> [REQUIRED ACTION A]: In the article about a toddler's eye cancer, what was Sariyah diagnosed with?
> [REQUIRED ACTION B]: List every feeling that Jasmine Martin named on Instagram in the article about her toddler's eye cancer.
> [REQUIRED ACTION C]: Continue the article about the toddler's eye cancer from its last sentence.

Doctor on Facebook Helped Mom Get Diagnosis For a Cancerous Tumor in Her Toddler's Eye

After the Knoxville, Tennessee mom noticed what initially appeared to be a "small glow" in her daughter's eye, she knew she had to seek targeted care. That's where social media came in.

Toddler playing with doctors stethoscope
Photo: Getty Images

A mom from Knoxville, Tennessee has proven just how important it is to follow your instincts as a parent. After Jasmine Martin decided to take her 17-month-old daughter Sariyah to the doctor for a concerning, "small glow" in her eye, she's now being treated for a rare cancer.

After the "glow" in Sariyah's eye began to look "like a moon," according to Good Morning America, Martin took her little girl to the pediatrician who said it was nothing to worry about.

"I just had a feeling she needed to be seen," Martin wrote on her Instagram account. "Her doctor got her in and said it was nothing serious. She said they'd just done an eye exam at her well check, but they did another one. She said her red reflexes were good and Googled stuff on cloudy eyes. I still wasn't reassured, call it a mother's intuition I suppose. But she referred her to an ophthalmologist. However, she let me know it would take weeks if not longer."

Thankfully, a friend of Martin's works in a hospital, saw the photo on Facebook, and showed it to an eye doctor. The physician asked to see Sariyah, and Martin made an appointment for a Monday.

"All weekend it felt like I was just holding my breath," she recalled.

At the appointment, the doctor notified Martin that her little girl had "a tumor in her eye." "It was like I was sitting outside of my body in that moment," wrote Martin. "The rest was a blur and friends from work walked over and played with Riyah while I talked with the doctor."

The family's next move was to go to St. Jude's Children's Research Hospital to speak with a specialist. Martin noted on Instagram that she was feeling "scared, confused, angry heartbroken and everything else." She added, "I'm upset her pediatrician said it was all fine, but now I know they just don't see it that often."

Sariyah was since diagnosed with bilateral retinoblastoma, a rare form of cancer affecting about 250-300 children each year. It "typically develops in children before 5 years of age. This cancer develops in the retina—the part of the eye that helps a person see color and light. Retinoblastoma may affect one or both eyes. In about two-thirds of all cases only one eye is affected," according to St. Jude's website.

> [RECORDED DATA]:
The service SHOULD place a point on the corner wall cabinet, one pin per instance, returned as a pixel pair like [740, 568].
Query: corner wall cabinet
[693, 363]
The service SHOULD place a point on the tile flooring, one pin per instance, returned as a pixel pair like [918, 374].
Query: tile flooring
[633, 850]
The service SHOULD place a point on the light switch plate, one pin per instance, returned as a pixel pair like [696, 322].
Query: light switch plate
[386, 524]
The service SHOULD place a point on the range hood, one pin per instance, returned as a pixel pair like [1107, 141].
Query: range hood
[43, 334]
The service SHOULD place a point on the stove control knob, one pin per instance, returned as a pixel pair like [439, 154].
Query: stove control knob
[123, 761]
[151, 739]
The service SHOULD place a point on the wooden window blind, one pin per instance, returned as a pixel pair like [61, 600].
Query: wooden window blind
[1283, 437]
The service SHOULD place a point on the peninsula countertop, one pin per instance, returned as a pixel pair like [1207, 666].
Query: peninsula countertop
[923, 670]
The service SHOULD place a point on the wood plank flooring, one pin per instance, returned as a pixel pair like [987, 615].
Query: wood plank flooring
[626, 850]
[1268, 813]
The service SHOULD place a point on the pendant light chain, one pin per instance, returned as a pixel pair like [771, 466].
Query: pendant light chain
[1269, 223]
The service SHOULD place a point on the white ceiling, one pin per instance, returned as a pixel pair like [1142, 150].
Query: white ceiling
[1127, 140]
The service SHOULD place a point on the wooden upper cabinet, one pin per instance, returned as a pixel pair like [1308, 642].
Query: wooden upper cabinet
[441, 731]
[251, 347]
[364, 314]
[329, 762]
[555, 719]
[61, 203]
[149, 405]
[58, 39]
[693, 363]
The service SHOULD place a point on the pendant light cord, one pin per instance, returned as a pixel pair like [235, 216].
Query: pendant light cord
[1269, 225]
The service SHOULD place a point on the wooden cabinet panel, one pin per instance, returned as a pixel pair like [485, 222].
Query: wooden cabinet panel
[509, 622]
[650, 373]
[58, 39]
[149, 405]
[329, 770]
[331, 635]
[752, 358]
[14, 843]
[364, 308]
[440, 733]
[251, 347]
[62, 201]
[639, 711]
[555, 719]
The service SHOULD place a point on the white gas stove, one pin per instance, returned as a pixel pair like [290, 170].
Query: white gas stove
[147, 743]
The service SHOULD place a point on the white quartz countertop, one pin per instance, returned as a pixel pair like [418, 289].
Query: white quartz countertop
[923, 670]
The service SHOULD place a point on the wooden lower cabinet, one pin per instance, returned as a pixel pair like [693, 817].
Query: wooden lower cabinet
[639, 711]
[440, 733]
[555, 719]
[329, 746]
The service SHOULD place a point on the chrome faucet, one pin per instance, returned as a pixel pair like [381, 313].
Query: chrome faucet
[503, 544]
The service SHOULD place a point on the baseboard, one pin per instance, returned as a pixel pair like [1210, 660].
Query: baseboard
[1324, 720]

> [WRITTEN RESPONSE A]: Bilateral retinoblastoma.

> [WRITTEN RESPONSE B]: Scared, confused, angry, heartbroken

> [WRITTEN RESPONSE C]:
The Tennessee toddler is now receiving the care she needs to fight the disease but has experienced both progress and regression. "Everything was going good, the tumor in the right eye is shrinking and we were so excited," wrote Martin in her latest Instagram update. "Which is why yesterday was a gut punch for us. They have found a spot in the left eye. At this time, they don't know if it's a tumor or something else. As doctors they have to prepare us for everything including the worst case scenario, which is that it could put her at risk of vision loss in that eye."

Martin continued, "We are so early in this but…days are mentally draining, because you just never know what they are going to find. It's hard and it's scary. If I allow myself to really think about it, if something happens to the good eye, then there's still so many risks with the right eye. It's a never-ending battle of what ifs right now."

Still, she said that talking to their doctor has her feeling "a little more relieved. Martin wrote, "They are so proactive and whatever it is, it was caught early. They are doing a full workup which will give us answers moving forward."

Martin shared that Sariyah is "handling it like a boss, with a smile on her face & God's grace."

During a pandemic in which most parents are facing unprecedented challenges, it can be all too easy to put off seemingly benign health questions. But Martin's experience serves as a warning to other parents to to keep up with their regular pediatrician appointments, to get required vaccines, to have screenings done if they noticed anything concerning, and to always follow parental intuition.